▶ _Given task_
Lay out as a numbered list the lines from the one containing "Where can you spot the white column" through the last line, inclusive, leaving out blank lines and any pictures.

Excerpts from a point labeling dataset
──────────

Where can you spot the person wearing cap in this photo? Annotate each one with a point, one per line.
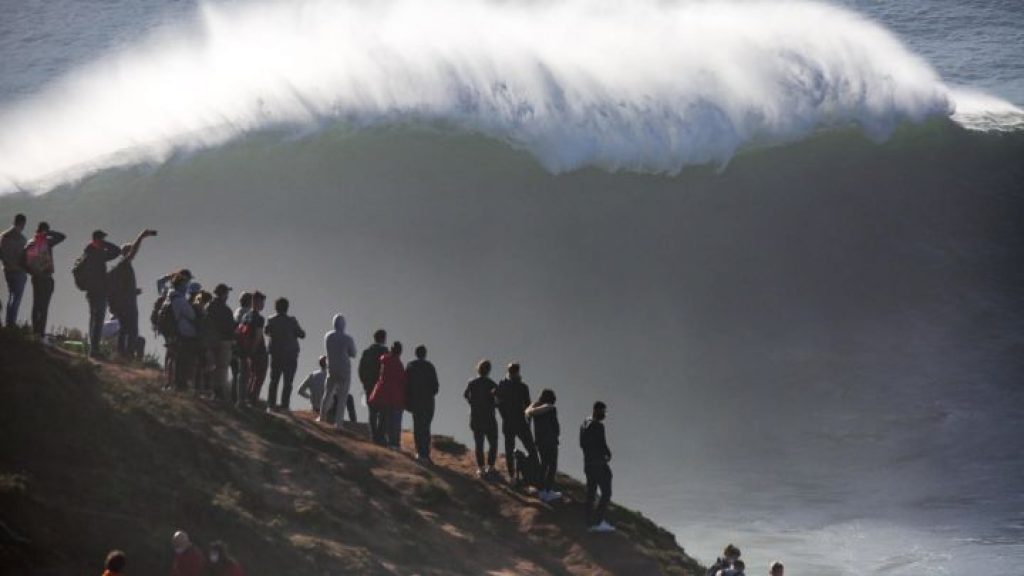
(115, 564)
(39, 264)
(123, 293)
(220, 324)
(312, 386)
(188, 559)
(93, 274)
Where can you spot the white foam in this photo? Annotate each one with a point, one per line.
(643, 85)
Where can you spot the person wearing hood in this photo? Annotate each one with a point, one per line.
(188, 559)
(389, 395)
(340, 352)
(39, 263)
(221, 563)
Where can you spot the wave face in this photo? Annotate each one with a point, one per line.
(643, 86)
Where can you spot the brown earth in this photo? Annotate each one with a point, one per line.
(96, 456)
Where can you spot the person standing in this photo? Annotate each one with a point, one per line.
(12, 243)
(284, 332)
(220, 325)
(512, 397)
(370, 369)
(340, 350)
(90, 276)
(312, 386)
(596, 456)
(389, 395)
(39, 264)
(255, 346)
(123, 293)
(480, 396)
(546, 433)
(422, 389)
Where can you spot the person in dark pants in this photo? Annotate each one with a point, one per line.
(480, 396)
(94, 259)
(512, 397)
(39, 264)
(370, 369)
(11, 249)
(596, 456)
(123, 293)
(546, 432)
(421, 389)
(284, 332)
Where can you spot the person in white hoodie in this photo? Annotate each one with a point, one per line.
(340, 350)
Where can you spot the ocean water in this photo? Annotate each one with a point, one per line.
(780, 239)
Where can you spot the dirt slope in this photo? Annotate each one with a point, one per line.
(94, 457)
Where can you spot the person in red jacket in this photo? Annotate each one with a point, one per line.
(389, 395)
(221, 563)
(188, 559)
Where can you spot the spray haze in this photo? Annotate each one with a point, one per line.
(646, 86)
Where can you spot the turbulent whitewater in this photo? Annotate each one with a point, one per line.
(644, 86)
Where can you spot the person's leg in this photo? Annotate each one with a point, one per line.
(42, 291)
(291, 366)
(350, 405)
(604, 483)
(15, 289)
(478, 444)
(493, 446)
(276, 369)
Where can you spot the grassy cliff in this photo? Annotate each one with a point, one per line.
(94, 457)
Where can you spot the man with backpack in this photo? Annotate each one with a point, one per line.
(596, 456)
(512, 397)
(11, 246)
(370, 369)
(39, 263)
(90, 277)
(123, 293)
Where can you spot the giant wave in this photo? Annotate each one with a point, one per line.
(644, 86)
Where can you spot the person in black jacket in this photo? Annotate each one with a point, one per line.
(512, 397)
(596, 456)
(546, 433)
(480, 396)
(370, 370)
(421, 387)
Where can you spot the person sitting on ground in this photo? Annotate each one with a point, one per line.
(254, 346)
(188, 559)
(240, 362)
(340, 350)
(389, 395)
(284, 332)
(596, 456)
(512, 398)
(312, 386)
(39, 264)
(729, 557)
(123, 293)
(115, 564)
(370, 370)
(546, 433)
(221, 563)
(221, 331)
(423, 386)
(480, 396)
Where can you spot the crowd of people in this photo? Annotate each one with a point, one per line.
(226, 356)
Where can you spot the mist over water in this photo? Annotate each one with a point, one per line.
(811, 348)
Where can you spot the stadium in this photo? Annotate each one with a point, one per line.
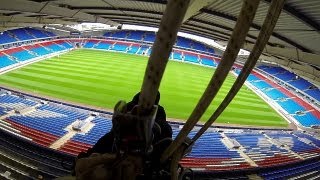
(64, 65)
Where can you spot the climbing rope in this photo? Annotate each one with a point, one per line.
(248, 10)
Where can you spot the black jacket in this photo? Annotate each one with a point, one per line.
(105, 143)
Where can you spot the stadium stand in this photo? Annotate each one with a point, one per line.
(15, 55)
(30, 123)
(292, 79)
(220, 149)
(149, 37)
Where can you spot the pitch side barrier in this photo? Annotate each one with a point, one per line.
(54, 101)
(173, 123)
(255, 170)
(136, 42)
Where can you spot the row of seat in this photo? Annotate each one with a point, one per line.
(210, 152)
(145, 36)
(130, 48)
(23, 34)
(293, 107)
(292, 79)
(19, 54)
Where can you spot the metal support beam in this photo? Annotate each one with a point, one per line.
(194, 8)
(35, 7)
(290, 53)
(258, 27)
(33, 20)
(300, 16)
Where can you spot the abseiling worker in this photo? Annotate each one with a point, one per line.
(105, 143)
(161, 134)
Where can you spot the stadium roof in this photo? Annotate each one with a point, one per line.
(294, 43)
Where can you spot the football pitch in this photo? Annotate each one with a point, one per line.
(101, 78)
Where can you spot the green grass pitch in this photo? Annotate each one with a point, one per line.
(102, 78)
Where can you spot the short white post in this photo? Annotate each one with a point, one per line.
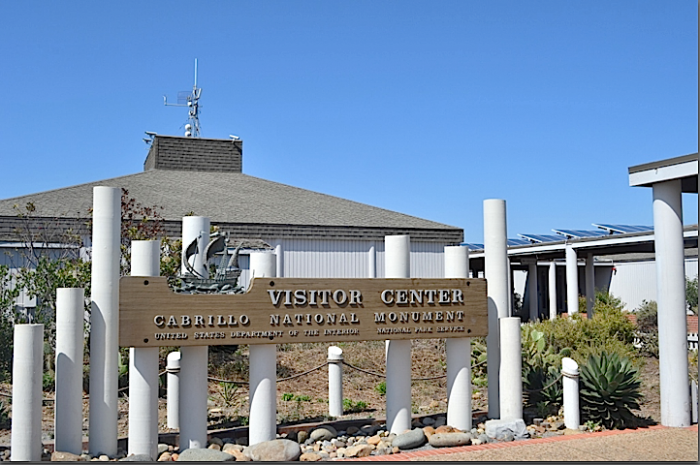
(511, 384)
(590, 285)
(143, 366)
(670, 285)
(104, 320)
(262, 424)
(532, 290)
(571, 280)
(172, 367)
(397, 264)
(552, 290)
(569, 370)
(335, 381)
(496, 274)
(194, 360)
(458, 352)
(70, 337)
(27, 374)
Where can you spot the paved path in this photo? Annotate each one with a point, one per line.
(656, 443)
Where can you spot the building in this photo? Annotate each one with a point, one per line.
(314, 235)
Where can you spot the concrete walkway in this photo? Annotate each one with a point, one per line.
(656, 443)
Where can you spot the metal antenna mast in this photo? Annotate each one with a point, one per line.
(190, 100)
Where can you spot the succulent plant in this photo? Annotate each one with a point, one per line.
(609, 390)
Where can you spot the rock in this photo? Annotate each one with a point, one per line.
(278, 450)
(360, 450)
(240, 456)
(59, 456)
(309, 457)
(450, 439)
(323, 433)
(497, 429)
(409, 440)
(204, 455)
(137, 458)
(352, 430)
(229, 448)
(302, 436)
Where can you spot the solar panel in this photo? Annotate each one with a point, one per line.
(579, 233)
(539, 238)
(624, 228)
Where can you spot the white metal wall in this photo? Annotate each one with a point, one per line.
(306, 258)
(634, 282)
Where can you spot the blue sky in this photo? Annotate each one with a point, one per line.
(422, 107)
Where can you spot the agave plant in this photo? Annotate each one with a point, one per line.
(609, 390)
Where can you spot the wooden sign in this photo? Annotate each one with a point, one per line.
(292, 310)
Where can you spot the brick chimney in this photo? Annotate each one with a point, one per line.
(194, 154)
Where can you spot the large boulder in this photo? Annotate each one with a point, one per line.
(410, 439)
(277, 450)
(450, 439)
(204, 455)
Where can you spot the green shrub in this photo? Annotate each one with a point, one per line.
(381, 388)
(610, 389)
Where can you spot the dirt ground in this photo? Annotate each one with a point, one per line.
(304, 399)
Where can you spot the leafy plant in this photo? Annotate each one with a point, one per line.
(5, 421)
(610, 390)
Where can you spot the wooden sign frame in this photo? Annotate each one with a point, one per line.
(294, 310)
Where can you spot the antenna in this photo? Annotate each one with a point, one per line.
(190, 100)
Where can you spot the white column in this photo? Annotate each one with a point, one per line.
(496, 273)
(27, 374)
(670, 284)
(552, 290)
(173, 389)
(590, 285)
(262, 424)
(335, 381)
(194, 360)
(70, 342)
(104, 320)
(397, 264)
(571, 280)
(511, 384)
(569, 370)
(143, 366)
(532, 290)
(458, 352)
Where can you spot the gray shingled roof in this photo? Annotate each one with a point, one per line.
(225, 198)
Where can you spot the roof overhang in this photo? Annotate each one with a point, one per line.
(598, 246)
(684, 168)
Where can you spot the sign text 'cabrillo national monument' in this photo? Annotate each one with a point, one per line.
(289, 310)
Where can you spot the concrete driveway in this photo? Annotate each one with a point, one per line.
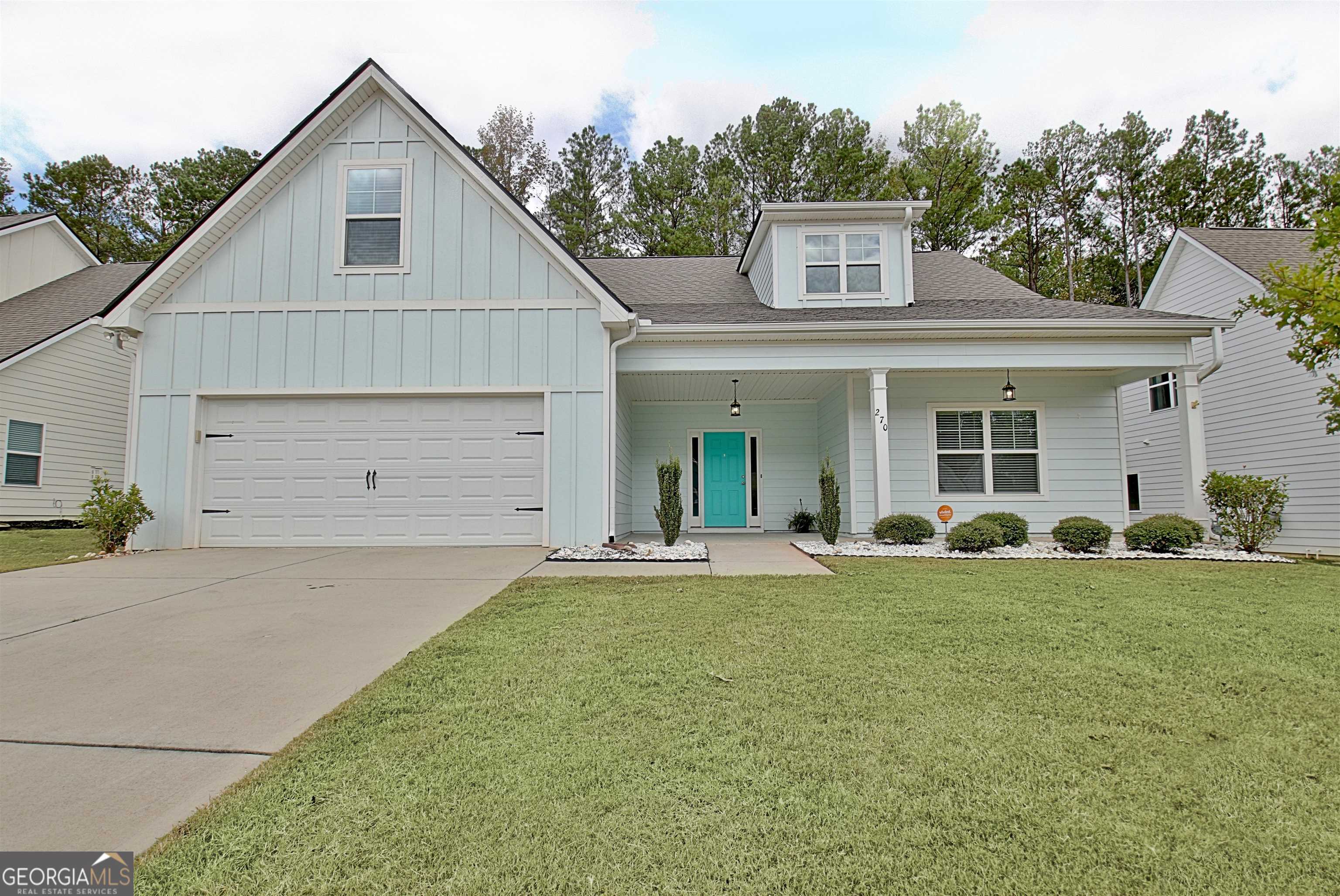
(133, 690)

──────────

▶ _Response to the exercise_
1. Where can you spot the white column in this photo? Annotate each one with a point, one per line.
2. (496, 273)
3. (27, 374)
4. (670, 284)
5. (552, 290)
6. (173, 389)
7. (590, 285)
8. (262, 424)
9. (335, 381)
10. (194, 360)
11. (70, 342)
12. (104, 320)
13. (397, 264)
14. (571, 280)
15. (511, 384)
16. (569, 370)
17. (143, 366)
18. (532, 290)
19. (458, 352)
20. Where can you spot the gray shingled roof in this photo? Annotate each one with a point, one per line.
21. (225, 198)
22. Where can you spot the roof overhang in this photo? Annotate each one with a point, one per line.
23. (598, 246)
24. (684, 168)
25. Where can you spot the sign text 'cabrillo national monument' in this photo? Annotate each one with a point, one per line.
26. (289, 310)
27. Where can you spot the concrete driveway in this photo? Annotate each one with a point, one per line.
28. (133, 690)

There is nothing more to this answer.